--- Start Source text ---

What’s more, six in 10 Americans say they don’t trust Facebook at all to protect their personal information, the poll finds.
Facebook groups are popular among criminals, Adi Robertson reports:
Forgers, identity thieves, spammers, and scammers have been using Facebook to hawk their services, even after a crackdown last year, according to a new report. Cisco cybersecurity research division Talos says it found dozens of Facebook groups that were “shady (at best) and illegal (at worst)”, with names like “Facebook hack (Phishing)” and “Spammer & Hacker Professional.” The groups have been shut down, but Talos is calling on Facebook to police shady groups more proactively, complaining that it’s “apparently relied on these communities to police themselves.”

--- End Source text ---
--- Start Data listing ---

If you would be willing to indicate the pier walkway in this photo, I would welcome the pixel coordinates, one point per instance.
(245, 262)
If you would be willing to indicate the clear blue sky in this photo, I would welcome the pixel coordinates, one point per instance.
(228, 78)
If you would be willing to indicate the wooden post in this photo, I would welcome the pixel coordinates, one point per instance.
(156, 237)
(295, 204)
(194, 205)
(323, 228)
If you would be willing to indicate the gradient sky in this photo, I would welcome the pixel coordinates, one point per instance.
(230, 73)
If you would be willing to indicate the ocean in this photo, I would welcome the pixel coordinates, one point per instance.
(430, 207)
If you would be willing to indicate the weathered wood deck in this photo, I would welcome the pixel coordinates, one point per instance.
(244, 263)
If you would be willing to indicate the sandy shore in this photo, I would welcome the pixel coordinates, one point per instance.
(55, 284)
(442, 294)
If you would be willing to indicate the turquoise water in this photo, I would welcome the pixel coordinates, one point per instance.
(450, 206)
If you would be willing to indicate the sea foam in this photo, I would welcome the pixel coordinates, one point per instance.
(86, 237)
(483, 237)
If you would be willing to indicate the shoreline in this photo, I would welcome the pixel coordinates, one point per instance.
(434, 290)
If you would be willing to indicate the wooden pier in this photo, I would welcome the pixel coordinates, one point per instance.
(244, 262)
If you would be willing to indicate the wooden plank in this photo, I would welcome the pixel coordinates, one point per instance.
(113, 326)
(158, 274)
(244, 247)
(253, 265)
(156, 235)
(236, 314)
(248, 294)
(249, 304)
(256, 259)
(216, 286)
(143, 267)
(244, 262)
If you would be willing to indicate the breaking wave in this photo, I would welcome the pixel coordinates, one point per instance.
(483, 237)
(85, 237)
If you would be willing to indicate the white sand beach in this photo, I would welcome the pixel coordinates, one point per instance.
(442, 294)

--- End Data listing ---

Short problem:
Decide whether each statement below agrees with the passage on Facebook and criminal groups, answering yes or no and quoting the words of the passage that settle it.
1. The poll found that most Americans fully trust Facebook to protect their personal information.
2. Talos found only a handful of such Facebook groups.
3. The groups Talos identified have been shut down.

Answer for this exercise:
1. No: "six in 10 Americans say they don’t trust Facebook at all to protect their personal information"
2. No: "it found dozens of Facebook groups"
3. Yes: "The groups have been shut down"